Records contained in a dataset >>
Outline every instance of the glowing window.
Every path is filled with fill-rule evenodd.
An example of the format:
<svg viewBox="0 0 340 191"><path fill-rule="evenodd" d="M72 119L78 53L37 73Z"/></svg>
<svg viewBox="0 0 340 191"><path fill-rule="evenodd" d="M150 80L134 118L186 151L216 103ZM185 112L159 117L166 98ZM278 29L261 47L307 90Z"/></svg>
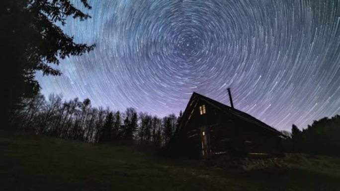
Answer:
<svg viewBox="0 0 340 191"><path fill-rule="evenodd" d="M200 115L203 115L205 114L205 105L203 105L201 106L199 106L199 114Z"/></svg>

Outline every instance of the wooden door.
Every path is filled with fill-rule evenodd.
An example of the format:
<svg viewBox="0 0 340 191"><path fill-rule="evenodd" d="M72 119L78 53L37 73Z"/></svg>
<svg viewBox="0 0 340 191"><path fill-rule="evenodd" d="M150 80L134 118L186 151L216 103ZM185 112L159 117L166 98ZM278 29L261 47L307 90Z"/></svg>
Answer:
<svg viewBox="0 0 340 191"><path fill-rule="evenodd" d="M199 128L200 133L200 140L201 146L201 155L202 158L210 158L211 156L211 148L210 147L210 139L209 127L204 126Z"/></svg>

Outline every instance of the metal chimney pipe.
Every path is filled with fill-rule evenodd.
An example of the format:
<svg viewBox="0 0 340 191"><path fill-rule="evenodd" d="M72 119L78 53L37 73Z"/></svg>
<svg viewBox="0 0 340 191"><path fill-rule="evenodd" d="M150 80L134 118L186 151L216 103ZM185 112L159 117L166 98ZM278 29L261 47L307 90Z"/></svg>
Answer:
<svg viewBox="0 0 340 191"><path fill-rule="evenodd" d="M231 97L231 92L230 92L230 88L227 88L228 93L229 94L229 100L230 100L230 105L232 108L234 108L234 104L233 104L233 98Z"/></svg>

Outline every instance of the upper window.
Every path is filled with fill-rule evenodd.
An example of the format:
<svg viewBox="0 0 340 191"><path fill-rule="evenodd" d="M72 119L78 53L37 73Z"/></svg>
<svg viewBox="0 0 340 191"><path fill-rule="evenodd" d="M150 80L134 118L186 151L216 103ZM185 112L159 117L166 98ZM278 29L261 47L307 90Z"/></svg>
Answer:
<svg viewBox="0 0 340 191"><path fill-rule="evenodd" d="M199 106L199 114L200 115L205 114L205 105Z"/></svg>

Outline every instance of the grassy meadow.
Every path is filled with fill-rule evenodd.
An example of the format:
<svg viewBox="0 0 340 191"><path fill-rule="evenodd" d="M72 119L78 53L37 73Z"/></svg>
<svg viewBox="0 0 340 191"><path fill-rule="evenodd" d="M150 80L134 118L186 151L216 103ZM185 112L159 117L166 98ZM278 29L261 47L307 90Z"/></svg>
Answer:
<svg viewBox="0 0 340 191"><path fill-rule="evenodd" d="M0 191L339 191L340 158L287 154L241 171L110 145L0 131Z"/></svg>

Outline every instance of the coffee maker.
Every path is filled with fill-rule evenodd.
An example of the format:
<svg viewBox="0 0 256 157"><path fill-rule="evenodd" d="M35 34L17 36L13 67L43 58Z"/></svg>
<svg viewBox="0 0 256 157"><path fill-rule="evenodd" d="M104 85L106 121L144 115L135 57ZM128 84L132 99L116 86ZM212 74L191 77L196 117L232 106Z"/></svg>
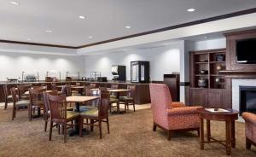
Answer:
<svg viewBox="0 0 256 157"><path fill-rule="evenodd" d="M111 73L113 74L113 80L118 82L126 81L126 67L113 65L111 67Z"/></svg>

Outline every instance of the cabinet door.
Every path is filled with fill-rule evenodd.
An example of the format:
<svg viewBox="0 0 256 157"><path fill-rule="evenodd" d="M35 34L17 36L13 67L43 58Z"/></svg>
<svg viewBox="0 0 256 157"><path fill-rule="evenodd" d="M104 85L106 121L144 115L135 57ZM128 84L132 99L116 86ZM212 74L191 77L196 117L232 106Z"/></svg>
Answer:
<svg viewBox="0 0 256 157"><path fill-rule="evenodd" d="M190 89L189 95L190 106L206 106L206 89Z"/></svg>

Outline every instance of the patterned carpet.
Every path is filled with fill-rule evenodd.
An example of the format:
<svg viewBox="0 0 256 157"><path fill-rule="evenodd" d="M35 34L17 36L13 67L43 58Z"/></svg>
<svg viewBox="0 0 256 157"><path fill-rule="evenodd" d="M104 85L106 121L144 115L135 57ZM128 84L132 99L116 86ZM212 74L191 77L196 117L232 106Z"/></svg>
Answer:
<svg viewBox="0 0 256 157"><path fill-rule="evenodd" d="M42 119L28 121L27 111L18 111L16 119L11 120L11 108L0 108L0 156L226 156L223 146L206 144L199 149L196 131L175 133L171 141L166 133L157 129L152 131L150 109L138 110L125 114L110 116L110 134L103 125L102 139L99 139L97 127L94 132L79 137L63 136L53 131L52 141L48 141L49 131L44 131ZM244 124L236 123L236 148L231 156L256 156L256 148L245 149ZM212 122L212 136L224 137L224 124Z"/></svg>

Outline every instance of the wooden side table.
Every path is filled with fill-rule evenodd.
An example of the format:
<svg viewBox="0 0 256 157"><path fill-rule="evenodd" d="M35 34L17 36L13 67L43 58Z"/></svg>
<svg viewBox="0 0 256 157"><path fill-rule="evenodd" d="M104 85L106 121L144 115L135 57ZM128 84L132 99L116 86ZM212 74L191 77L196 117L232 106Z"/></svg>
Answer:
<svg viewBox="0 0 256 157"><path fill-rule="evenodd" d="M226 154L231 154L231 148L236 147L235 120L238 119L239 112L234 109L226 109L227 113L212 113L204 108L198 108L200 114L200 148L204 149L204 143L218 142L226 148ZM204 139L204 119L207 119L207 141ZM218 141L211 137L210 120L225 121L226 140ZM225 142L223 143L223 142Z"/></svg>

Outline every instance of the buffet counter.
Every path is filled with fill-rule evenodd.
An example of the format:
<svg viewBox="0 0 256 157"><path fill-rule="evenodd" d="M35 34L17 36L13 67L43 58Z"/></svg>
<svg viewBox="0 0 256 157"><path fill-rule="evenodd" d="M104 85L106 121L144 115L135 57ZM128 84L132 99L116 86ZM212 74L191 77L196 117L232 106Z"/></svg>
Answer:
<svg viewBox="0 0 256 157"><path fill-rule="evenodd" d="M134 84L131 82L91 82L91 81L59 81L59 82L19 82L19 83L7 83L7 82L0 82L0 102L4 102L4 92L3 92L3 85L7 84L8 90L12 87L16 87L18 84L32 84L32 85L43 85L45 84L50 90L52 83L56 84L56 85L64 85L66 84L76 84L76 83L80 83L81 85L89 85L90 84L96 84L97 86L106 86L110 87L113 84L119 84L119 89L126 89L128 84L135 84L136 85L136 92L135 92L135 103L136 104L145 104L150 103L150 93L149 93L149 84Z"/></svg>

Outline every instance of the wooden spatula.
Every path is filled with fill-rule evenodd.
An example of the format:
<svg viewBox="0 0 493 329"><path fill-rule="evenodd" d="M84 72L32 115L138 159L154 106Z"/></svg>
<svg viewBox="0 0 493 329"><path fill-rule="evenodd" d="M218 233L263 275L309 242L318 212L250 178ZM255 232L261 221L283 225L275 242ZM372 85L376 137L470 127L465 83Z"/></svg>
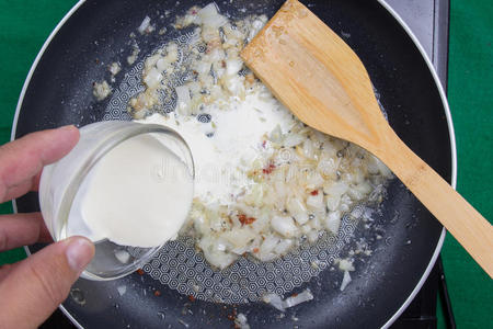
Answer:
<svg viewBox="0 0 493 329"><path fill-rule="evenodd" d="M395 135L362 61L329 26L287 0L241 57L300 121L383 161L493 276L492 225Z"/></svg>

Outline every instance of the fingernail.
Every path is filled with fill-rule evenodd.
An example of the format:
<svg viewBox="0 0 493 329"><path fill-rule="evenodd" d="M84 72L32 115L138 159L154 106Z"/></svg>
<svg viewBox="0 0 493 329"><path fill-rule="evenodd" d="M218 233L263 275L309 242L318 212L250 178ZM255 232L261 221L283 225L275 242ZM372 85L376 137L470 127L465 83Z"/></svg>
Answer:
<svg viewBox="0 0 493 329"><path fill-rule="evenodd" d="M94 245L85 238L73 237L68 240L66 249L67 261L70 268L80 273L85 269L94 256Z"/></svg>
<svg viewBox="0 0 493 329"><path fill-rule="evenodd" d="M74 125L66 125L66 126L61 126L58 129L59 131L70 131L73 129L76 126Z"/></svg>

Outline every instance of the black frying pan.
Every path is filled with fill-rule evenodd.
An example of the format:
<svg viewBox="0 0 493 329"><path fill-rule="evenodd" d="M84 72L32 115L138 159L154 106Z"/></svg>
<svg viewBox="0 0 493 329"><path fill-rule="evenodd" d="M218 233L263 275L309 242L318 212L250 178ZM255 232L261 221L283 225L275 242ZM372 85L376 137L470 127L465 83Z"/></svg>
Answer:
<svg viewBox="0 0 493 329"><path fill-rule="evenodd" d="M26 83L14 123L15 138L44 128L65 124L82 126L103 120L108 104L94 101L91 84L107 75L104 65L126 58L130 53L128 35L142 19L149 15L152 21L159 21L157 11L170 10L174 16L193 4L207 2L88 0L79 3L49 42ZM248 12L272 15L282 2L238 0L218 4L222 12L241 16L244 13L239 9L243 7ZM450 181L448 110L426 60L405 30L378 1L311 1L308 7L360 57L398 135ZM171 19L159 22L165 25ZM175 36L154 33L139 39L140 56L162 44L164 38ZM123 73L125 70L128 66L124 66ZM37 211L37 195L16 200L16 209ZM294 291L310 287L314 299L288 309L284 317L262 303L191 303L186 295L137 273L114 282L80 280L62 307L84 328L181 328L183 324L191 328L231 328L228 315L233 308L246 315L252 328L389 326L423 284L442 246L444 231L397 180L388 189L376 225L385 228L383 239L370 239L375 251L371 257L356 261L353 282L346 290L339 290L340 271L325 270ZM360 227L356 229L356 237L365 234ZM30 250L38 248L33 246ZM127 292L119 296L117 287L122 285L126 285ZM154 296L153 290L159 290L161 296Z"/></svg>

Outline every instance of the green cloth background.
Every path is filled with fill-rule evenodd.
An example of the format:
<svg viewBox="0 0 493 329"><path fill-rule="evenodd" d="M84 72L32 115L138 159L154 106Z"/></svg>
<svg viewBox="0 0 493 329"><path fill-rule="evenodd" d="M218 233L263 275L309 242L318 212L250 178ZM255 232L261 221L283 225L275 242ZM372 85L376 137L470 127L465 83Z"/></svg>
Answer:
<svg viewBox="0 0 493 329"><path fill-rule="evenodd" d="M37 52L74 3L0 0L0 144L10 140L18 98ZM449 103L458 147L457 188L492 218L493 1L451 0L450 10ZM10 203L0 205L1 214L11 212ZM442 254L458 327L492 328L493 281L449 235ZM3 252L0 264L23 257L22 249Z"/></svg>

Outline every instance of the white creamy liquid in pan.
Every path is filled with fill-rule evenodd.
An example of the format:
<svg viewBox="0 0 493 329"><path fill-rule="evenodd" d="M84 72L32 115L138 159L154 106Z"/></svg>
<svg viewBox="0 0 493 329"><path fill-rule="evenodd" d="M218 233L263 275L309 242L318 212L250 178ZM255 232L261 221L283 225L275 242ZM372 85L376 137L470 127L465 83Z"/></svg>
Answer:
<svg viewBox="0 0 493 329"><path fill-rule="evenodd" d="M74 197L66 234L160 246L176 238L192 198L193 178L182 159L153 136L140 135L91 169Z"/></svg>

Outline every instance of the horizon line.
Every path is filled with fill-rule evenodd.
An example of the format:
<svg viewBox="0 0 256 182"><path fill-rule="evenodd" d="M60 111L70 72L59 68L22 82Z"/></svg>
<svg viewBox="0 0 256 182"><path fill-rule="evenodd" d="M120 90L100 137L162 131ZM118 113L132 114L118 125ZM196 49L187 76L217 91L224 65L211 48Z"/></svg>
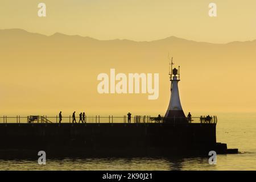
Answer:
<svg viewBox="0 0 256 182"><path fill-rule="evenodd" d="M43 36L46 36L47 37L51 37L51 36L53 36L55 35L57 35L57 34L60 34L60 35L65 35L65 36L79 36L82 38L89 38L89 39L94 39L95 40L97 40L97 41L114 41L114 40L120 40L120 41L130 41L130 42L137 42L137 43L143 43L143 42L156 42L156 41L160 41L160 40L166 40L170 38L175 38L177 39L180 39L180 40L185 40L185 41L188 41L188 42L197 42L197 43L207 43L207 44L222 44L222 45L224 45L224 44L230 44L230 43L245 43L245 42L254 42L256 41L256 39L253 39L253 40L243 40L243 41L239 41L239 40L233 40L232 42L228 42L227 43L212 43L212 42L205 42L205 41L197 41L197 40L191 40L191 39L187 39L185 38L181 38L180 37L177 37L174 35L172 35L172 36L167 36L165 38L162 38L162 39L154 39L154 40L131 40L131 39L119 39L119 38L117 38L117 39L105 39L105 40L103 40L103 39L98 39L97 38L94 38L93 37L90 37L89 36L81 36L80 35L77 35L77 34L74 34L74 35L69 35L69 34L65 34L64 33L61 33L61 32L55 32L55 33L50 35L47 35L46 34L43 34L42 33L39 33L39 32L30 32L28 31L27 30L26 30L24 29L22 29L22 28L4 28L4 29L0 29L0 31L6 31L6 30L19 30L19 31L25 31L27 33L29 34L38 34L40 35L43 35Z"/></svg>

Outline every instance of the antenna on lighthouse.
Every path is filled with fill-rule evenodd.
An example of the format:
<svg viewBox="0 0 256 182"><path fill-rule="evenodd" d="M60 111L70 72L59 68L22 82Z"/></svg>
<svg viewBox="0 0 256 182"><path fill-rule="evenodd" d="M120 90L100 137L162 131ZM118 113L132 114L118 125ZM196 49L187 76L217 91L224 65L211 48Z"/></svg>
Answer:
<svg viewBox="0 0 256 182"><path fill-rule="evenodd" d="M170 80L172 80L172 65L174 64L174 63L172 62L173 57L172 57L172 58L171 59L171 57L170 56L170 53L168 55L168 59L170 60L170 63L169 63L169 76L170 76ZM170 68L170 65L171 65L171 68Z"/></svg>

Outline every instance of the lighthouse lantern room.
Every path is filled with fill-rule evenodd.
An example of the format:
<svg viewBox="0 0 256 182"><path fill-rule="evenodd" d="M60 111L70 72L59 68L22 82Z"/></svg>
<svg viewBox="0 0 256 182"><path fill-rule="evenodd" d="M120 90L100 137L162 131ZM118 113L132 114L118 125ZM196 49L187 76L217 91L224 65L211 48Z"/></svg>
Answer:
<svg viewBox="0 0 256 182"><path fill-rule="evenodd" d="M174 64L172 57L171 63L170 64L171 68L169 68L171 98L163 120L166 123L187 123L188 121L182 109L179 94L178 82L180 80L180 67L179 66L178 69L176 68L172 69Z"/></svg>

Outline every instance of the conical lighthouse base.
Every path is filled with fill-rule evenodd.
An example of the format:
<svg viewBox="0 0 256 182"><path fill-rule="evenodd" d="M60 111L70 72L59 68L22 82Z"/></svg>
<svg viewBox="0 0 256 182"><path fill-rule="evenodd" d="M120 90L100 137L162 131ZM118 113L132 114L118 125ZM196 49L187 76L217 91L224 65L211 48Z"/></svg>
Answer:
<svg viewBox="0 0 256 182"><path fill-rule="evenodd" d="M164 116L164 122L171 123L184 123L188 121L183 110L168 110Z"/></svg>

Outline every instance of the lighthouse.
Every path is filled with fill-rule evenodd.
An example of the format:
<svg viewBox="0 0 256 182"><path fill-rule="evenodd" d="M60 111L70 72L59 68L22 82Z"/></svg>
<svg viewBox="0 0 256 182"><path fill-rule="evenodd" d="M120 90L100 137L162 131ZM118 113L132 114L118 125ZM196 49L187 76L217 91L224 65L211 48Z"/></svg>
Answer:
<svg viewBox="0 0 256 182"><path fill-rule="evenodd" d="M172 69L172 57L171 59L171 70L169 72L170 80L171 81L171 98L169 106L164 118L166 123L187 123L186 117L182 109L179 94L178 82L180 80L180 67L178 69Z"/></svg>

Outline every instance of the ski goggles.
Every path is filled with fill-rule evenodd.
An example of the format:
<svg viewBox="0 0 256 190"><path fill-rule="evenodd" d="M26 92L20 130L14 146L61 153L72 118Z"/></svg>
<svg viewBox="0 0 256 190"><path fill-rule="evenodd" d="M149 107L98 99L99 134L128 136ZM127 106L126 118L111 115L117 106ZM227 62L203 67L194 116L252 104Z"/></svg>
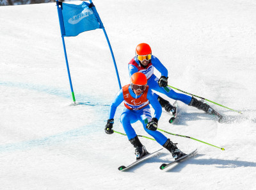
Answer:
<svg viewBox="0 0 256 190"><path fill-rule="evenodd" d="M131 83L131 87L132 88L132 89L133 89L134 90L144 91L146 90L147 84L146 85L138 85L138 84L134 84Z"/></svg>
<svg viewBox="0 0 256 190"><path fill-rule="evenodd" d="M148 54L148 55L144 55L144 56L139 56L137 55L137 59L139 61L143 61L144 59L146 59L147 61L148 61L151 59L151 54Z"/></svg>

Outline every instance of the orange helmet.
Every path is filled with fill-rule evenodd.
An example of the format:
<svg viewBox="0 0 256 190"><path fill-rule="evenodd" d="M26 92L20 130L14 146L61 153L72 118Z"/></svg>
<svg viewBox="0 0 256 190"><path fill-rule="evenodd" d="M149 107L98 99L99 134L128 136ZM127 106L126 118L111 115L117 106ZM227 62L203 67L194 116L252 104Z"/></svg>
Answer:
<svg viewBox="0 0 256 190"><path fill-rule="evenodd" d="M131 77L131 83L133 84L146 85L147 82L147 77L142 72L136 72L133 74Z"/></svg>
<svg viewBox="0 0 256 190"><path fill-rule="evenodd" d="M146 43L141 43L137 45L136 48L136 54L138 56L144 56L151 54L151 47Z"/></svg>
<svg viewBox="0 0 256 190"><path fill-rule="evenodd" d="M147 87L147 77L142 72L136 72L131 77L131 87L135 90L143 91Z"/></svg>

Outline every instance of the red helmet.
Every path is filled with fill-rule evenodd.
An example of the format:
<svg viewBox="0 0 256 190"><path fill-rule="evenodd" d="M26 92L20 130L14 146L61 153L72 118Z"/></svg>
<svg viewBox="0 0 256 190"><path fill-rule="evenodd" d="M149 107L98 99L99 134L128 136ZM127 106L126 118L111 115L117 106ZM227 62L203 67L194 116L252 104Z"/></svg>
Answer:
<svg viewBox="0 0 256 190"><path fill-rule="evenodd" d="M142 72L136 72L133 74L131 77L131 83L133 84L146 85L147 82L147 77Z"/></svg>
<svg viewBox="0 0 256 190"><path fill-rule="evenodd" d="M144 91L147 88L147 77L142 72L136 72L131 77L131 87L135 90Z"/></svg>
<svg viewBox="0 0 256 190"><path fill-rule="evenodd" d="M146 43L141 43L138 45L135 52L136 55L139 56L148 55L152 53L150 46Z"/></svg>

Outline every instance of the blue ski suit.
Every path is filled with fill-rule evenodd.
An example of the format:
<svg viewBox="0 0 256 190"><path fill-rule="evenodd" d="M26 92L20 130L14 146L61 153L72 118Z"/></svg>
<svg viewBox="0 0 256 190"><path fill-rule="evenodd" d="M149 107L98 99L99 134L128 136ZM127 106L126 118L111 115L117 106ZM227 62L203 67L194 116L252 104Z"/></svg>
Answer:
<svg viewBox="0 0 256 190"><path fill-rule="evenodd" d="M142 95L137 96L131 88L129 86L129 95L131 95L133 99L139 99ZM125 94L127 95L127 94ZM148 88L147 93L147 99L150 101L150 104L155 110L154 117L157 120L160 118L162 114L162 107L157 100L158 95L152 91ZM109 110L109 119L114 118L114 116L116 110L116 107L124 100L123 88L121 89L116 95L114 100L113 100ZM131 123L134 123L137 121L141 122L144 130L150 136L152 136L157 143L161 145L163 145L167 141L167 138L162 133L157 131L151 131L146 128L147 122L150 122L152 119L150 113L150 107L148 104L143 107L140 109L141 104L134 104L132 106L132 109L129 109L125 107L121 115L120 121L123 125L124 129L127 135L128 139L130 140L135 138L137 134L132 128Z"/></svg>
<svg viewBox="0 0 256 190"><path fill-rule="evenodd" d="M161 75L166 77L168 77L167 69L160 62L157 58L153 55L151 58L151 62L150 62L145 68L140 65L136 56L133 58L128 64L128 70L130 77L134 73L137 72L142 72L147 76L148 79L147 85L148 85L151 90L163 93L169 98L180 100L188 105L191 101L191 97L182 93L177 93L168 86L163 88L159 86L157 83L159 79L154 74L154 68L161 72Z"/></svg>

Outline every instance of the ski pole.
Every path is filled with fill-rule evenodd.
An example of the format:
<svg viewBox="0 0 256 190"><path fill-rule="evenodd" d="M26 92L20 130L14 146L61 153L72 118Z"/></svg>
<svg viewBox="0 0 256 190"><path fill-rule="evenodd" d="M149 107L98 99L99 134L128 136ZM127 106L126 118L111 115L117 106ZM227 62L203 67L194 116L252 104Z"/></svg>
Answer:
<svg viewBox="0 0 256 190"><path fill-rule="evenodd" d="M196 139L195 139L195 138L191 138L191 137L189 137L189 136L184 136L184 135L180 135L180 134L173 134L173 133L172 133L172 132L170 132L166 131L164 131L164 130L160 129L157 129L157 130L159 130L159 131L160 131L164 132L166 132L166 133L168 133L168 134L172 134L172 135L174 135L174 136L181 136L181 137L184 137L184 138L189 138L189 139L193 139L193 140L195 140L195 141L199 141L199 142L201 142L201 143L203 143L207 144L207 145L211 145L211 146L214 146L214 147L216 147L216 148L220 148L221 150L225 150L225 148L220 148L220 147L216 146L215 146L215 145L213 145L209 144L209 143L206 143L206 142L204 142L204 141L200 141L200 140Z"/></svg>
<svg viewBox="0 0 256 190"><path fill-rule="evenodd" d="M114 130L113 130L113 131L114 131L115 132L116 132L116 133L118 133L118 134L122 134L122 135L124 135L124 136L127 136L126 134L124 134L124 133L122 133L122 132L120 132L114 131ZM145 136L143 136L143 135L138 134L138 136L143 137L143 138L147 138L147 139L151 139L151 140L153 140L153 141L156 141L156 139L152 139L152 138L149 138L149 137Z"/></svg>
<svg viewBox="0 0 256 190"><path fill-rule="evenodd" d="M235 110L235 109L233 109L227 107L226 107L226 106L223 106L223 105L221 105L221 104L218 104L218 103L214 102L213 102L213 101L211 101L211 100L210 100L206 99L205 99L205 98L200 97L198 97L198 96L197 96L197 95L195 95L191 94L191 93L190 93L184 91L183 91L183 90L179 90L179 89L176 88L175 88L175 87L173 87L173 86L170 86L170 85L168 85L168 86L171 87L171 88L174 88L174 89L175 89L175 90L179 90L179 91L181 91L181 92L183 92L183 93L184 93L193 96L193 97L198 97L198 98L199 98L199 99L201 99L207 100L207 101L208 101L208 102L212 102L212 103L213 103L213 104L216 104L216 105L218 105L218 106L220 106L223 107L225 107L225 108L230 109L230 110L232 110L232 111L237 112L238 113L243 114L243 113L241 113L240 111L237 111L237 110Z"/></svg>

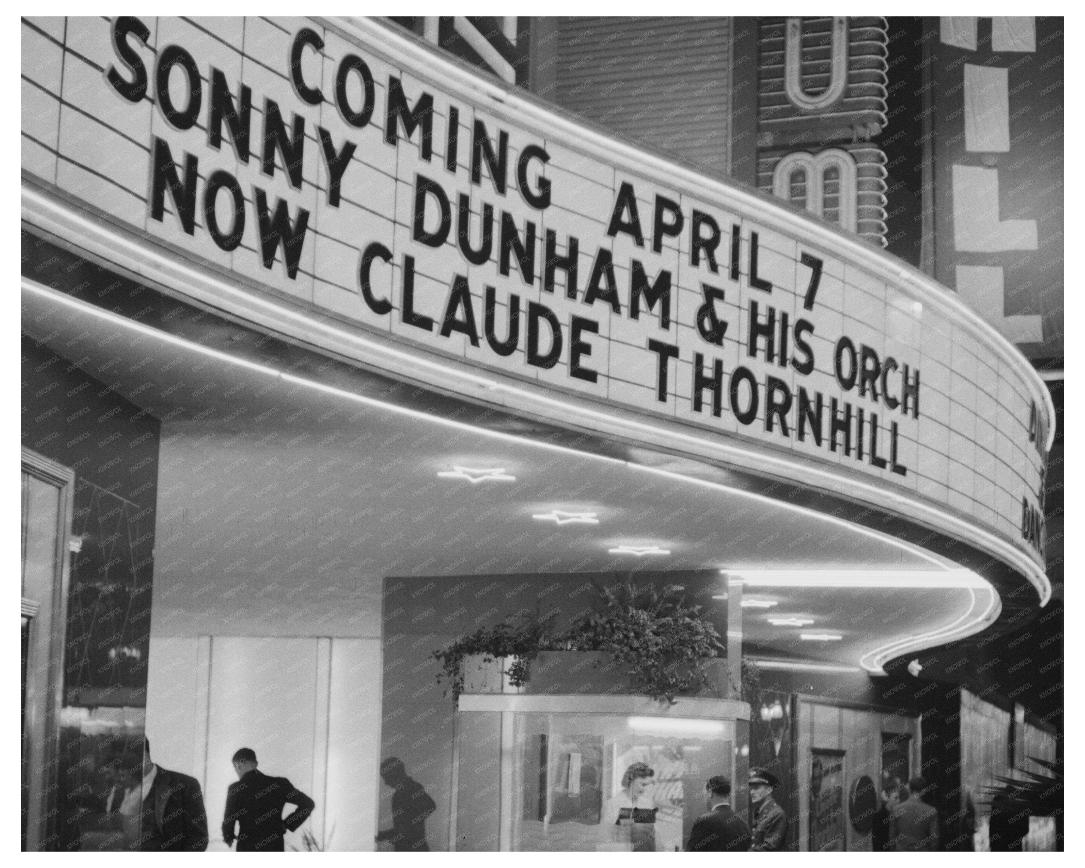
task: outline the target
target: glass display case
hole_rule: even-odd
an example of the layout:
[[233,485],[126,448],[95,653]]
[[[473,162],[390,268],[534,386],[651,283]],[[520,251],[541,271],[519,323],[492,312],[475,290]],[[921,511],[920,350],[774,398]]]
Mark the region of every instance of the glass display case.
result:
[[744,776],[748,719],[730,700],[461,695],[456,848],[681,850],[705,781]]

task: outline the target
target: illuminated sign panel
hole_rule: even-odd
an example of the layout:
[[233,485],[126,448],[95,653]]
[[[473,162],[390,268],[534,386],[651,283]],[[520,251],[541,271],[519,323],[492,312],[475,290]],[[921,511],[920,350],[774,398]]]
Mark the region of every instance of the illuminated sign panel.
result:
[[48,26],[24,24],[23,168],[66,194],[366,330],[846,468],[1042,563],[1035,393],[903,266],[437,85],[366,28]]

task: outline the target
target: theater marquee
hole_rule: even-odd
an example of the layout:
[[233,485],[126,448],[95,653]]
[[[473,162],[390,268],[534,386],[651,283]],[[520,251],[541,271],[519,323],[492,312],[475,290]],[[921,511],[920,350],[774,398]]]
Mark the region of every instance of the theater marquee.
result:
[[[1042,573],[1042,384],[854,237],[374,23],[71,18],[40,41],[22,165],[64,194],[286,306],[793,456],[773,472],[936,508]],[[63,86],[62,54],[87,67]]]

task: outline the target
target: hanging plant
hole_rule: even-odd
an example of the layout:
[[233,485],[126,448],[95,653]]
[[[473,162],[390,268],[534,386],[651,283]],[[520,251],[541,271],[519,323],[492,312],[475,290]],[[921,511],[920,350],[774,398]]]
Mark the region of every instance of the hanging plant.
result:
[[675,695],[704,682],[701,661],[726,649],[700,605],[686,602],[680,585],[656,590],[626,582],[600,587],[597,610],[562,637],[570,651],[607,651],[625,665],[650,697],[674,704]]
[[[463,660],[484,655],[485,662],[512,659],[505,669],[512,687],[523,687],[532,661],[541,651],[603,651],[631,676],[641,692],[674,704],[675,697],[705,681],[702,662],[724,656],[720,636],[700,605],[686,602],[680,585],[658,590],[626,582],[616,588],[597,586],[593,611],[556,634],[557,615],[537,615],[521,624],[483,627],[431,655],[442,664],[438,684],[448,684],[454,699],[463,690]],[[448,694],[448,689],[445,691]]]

GOAL OF THE EXERCISE >>
Please count the lines in the data above that contain the string "theater", treating uppercase and lowercase as different, and reply with the number alone.

REPLY TO THE EXERCISE >>
2